• [Tarefas a realizar]:
1. Indique se cada uma das afirmações seguintes está de acordo com o excerto sobre a St. Christopher House, respondendo sim ou não e citando textualmente as palavras decisivas do excerto: (a) a organização destina os seus programas apenas a adultos; (b) o trabalho realizado em parceria com o Professor David Hulchanski permite concluir que a classe média tem vindo a desaparecer de Toronto; (c) Maureen Fair considera que os Food Banks são a solução.
2. Reproduza fielmente a parte do excerto sobre a St. Christopher House que começa nas palavras que contêm "A organização de" e termina em "Liberty-Exhibition e Roncesvalles.".
3. Prossiga o excerto sobre a St. Christopher House a partir do ponto em que este termina.

• [Excerto do texto]:
◇ ◇ ◇ ◇ ◇ ◇ ◇

A organização de caridade sem fins lucrativos fornece uma vasta gama de programas a todos os grupos etários do centro oeste da cidade de Toronto. A St. Christopher House integra abordagens de desenvolvimento comunitário com a prestação direta de serviços sociais. A comunidade servida pela St. Christopher House inclui os diversos bairros de imigrantes e de rendimento misto de Trinity Bellwoods, Niagara, Palmerston/Little Italy, Little Portugal, Dufferin Grove, Parkdale, Liberty-Exhibition e Roncesvalles.

A sua missão é permitir que os indivíduos, famílias e grupos menos favorecidos da comunidade obtenham um maior controlo sobre as suas vidas e dentro da sua comunidade, trabalhando para que se alcance uma sociedade segura, saudável e acolhedora para todos.

Maureen Fair, Executive Director da West Neighbourhood House, explicou-nos que o trabalho desenvolvido pelos técnicos desta casa, em parceria com o Professor David Hulchanski, da Universidade de Toronto, permite que se conclua que a classe média tem vindo a desaparecer de Toronto, estando por isso a sociedade a ficar cada vez mais desequilibrada. Maureen Fair sublinha ainda que os Food Banks não podem ser solução e que é importante que não nos esqueçamos que a pobreza pode acontecer a qualquer um de nós.

Milénio Stadium: De acordo com um estudo dos Bancos de Alimentos do Canadá, o número de utilizadores dos seus serviços atingiu um recorde de 1,5 milhões de pessoas em março passado. Os vossos serviços de apoio social também refletem esta realidade socioeconómica?

◇ ◇ ◇ ◇ ◇ ◇ ◇

• [Material fornecido]:
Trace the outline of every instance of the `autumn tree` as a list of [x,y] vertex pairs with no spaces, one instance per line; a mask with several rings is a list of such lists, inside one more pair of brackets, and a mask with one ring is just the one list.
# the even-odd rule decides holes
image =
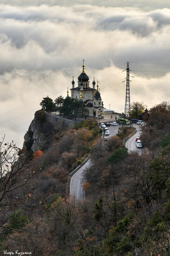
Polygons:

◇ ◇ ◇ ◇ ◇ ◇ ◇

• [Respostas por tarefa]:
1.
(a) Não: "fornece uma vasta gama de programas a todos os grupos etários do centro oeste da cidade de Toronto".
(b) Sim: "permite que se conclua que a classe média tem vindo a desaparecer de Toronto".
(c) Não: "os Food Banks não podem ser solução".

2.
A organização de caridade sem fins lucrativos fornece uma vasta gama de programas a todos os grupos etários do centro oeste da cidade de Toronto. A St. Christopher House integra abordagens de desenvolvimento comunitário com a prestação direta de serviços sociais. A comunidade servida pela St. Christopher House inclui os diversos bairros de imigrantes e de rendimento misto de Trinity Bellwoods, Niagara, Palmerston/Little Italy, Little Portugal, Dufferin Grove, Parkdale, Liberty-Exhibition e Roncesvalles.

3.
Maureen Fair: Ainda não tive oportunidade de ler este relatório, mas certamente a inflação está a atingir duramente muitas pessoas, particularmente as pessoas de rendimentos mais baixos. Muitos idosos têm rendimentos fixos e qualquer aumento nos custos de alimentação e habitação aumenta a sua instabilidade financeira e stress.
Espero que as pessoas se lembrem dos mais pobres dos pobres que estão a receber assistência social (Ontário Works) por menos de $800/mês. Algumas pessoas culpam os pobres por serem pobres, mas pela nossa experiência, muitas pessoas estão temporariamente em assistência social devido a pura má sorte ou má saúde. A pobreza pode acontecer rapidamente a qualquer pessoa, pelo que temos de nos certificar de que as nossas redes de segurança são fortes e sem buracos.
Os bancos alimentares não são uma solução – são um sinal de que a nossa sociedade está a falhar em fornecer uma rede de segurança.

MS: Crianças, idosos e pessoas com algum tipo de deficiência física são apontados neste estudo como sendo os mais afetados pela necessidade de pedir ajuda para comer. Será que esta realidade coincide com o perfil das pessoas que vos pedem algum tipo de apoio? Como é que têm podido ajudar?
MF: A West Neighbourhood House serve diversas crianças, idosos, pessoas com deficiência, bem como adultos que passam por momentos difíceis.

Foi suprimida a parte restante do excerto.